■ **ACTIVITIES**:
1/ Translate this sentence from the blog post into Spanish: "I think we’re at a tipping point."
2/ In the blog post, what city is the writer's hotel room in?
3/ Copy the blog post from "I’m sitting in" up to and including "a tipping point.", swapping "Blackberry" for "smartphone".

■ **EXCERPT**:
I’m sitting in my hotel room in Beijing, using the flat screen TV and a built in computer to simultaneously listen to the EDUCAUSE webcast mentioned below, read my email, and write this blog. Meanwhile, my Blackberry, which I previously thought of as a marvel of technology innovation, and which for the past 6 or 8 years has received emails effortlessly during my travels in China, sits quietly in the corner, a pitifully less capable instrument now that I have found the magic of the computer on my TV screen. As Dorothy said so long ago, we’re not in Kansas anymore (I don’t mean to disparage Kansas…but this is indeed a brave new world, and as I listen to this webcast, I think we haven’t seen anything yet. We are on the edge of some amazing changes in our knowledge of and understanding of teaching and learning; truly transformative innovations). I think we’re at a tipping point.

■ **STUDY MATERIAL**:
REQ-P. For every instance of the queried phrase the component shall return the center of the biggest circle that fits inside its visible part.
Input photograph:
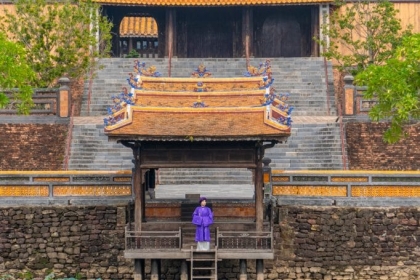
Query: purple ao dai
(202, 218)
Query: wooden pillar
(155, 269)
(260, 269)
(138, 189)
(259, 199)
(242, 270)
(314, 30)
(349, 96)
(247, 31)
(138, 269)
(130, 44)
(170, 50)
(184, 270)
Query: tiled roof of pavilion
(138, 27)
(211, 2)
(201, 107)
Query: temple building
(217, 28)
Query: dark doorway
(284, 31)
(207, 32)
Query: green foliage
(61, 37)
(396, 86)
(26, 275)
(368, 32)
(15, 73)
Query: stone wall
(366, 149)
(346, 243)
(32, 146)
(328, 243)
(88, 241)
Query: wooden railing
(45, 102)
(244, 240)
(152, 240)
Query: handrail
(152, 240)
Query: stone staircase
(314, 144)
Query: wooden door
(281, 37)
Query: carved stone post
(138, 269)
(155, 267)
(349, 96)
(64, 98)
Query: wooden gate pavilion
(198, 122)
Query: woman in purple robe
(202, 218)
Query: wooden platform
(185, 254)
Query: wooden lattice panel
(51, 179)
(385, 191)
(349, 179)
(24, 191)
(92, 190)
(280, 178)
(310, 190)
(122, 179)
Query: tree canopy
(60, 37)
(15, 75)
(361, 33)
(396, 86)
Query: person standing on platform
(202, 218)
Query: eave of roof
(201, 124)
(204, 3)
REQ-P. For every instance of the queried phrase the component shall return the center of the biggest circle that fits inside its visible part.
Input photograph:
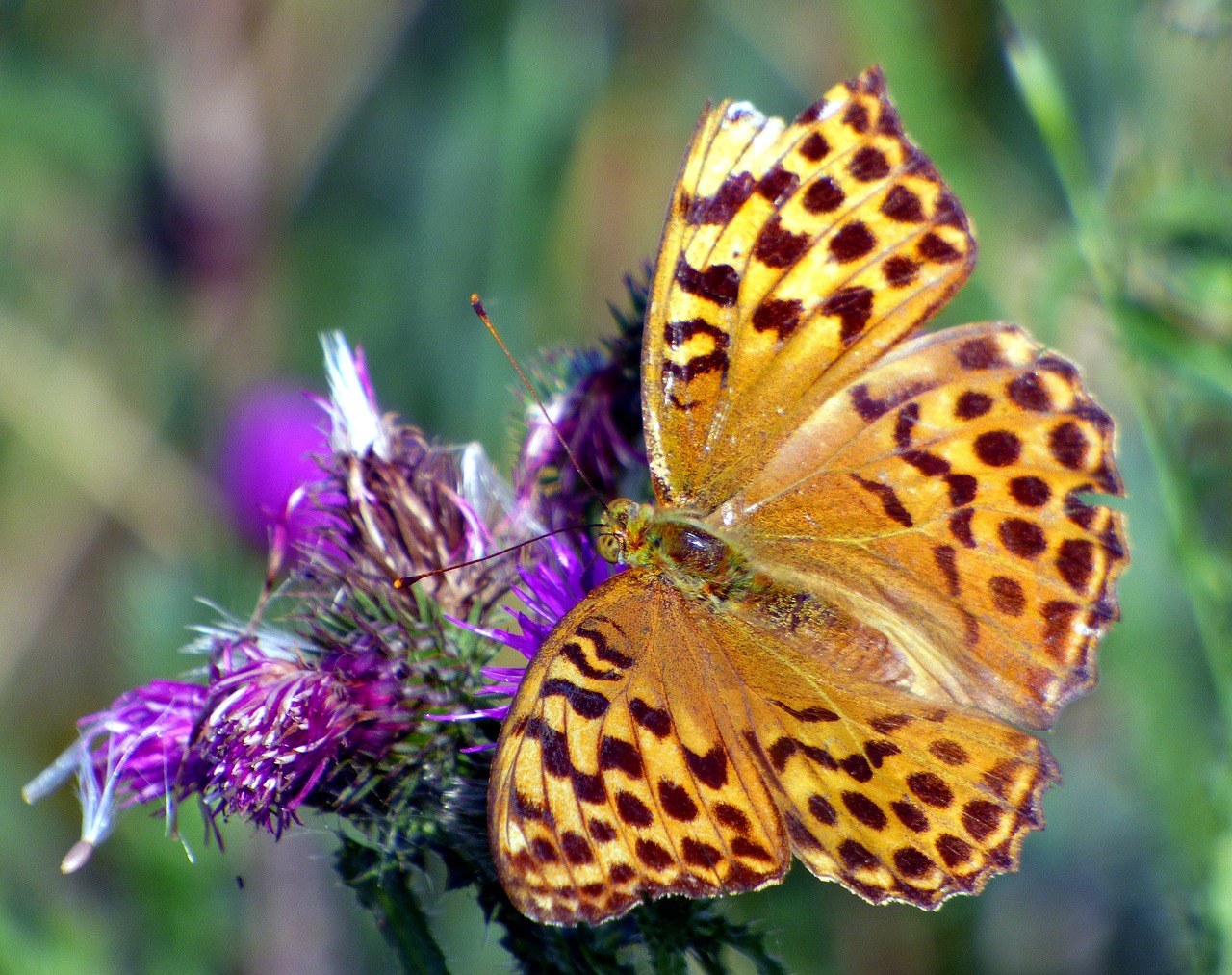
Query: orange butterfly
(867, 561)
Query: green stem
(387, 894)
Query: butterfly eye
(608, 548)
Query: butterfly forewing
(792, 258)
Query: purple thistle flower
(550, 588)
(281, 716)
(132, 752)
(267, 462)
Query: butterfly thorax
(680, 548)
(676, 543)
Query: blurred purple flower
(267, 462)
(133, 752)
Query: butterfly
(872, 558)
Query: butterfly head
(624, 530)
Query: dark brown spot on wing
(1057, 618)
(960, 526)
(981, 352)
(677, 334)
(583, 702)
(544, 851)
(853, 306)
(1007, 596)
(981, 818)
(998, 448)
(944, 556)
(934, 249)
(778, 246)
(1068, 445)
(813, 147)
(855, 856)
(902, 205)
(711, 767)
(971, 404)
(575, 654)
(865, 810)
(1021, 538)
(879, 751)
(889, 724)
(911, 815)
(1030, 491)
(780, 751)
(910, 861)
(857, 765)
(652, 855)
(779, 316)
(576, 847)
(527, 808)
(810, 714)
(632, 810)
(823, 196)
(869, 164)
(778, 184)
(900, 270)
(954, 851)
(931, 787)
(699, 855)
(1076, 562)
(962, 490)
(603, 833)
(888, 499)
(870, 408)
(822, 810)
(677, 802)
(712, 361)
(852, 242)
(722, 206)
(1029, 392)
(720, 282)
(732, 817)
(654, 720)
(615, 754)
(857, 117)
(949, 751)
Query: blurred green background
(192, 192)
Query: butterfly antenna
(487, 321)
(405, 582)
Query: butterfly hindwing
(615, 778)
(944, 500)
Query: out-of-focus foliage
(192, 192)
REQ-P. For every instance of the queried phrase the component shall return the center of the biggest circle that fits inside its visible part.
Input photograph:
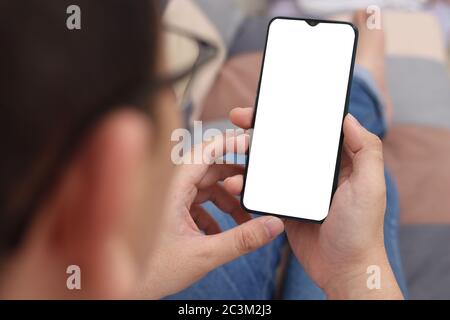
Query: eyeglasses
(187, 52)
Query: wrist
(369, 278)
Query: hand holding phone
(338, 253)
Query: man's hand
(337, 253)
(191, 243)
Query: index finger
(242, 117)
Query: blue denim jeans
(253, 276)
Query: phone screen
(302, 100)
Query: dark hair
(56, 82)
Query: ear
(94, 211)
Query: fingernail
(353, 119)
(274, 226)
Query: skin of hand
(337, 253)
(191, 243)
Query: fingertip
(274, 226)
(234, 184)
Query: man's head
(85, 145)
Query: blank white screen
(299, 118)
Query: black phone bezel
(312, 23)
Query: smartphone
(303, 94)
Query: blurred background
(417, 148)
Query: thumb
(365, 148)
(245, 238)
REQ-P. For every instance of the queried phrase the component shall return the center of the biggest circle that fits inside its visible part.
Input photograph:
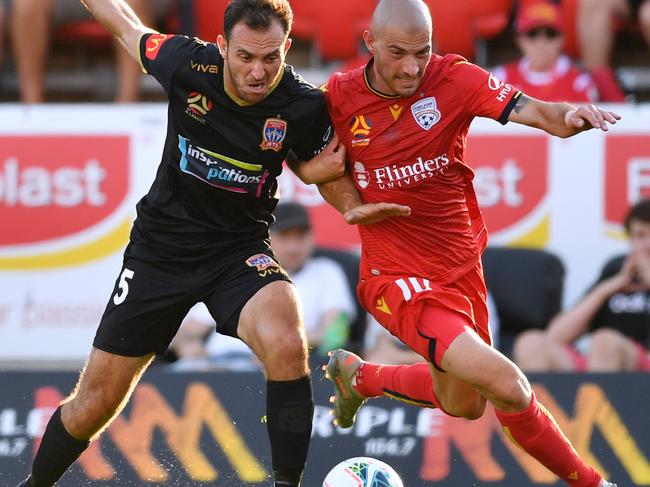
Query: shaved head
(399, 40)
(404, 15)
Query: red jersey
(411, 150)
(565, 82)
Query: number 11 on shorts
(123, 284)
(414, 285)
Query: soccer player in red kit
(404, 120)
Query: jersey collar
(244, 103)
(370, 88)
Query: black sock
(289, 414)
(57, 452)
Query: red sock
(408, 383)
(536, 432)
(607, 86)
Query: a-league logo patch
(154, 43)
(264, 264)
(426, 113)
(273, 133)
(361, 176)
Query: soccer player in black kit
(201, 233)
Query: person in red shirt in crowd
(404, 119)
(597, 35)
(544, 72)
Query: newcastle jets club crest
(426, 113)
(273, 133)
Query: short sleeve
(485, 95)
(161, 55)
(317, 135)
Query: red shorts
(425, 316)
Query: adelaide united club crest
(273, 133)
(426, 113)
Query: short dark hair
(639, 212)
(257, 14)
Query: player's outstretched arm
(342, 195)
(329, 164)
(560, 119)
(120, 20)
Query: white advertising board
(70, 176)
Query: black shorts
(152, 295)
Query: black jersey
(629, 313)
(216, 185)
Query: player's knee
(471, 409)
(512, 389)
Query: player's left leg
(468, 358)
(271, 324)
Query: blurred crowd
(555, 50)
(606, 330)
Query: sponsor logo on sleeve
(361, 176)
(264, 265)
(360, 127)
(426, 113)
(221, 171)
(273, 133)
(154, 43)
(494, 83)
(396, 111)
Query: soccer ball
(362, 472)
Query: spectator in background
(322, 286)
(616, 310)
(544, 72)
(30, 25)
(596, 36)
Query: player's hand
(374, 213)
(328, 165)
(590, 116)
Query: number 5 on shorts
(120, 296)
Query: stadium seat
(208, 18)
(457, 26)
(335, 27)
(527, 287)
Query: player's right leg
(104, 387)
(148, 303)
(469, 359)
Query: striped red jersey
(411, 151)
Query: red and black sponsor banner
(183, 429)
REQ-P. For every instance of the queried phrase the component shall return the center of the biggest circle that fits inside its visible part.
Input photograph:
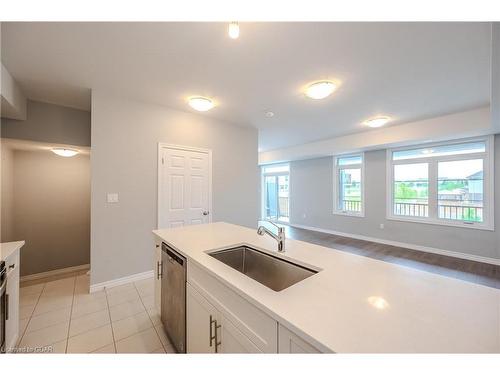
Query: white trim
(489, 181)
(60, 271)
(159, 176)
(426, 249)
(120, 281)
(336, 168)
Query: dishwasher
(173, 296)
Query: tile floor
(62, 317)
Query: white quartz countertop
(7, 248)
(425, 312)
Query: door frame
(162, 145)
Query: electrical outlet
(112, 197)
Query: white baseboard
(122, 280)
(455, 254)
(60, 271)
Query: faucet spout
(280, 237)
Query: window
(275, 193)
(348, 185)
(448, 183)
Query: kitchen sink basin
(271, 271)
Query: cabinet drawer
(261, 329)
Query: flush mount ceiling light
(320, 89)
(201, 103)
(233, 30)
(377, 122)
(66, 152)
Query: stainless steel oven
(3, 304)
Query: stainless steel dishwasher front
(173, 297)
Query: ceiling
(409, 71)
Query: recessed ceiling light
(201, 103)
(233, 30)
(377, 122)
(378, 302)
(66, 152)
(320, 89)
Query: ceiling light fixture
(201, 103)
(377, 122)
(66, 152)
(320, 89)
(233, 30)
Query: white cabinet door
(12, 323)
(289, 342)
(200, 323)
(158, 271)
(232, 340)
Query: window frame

■ **SOLUTIONS TO THE TASKS**:
1/ Creo que estamos en un punto de inflexión.

2/ Beijing.

3/
I’m sitting in my hotel room in Beijing, using the flat screen TV and a built in computer to simultaneously listen to the EDUCAUSE webcast mentioned below, read my email, and write this blog. Meanwhile, my smartphone, which I previously thought of as a marvel of technology innovation, and which for the past 6 or 8 years has received emails effortlessly during my travels in China, sits quietly in the corner, a pitifully less capable instrument now that I have found the magic of the computer on my TV screen. As Dorothy said so long ago, we’re not in Kansas anymore (I don’t mean to disparage Kansas…but this is indeed a brave new world, and as I listen to this webcast, I think we haven’t seen anything yet. We are on the edge of some amazing changes in our knowledge of and understanding of teaching and learning; truly transformative innovations). I think we’re at a tipping point.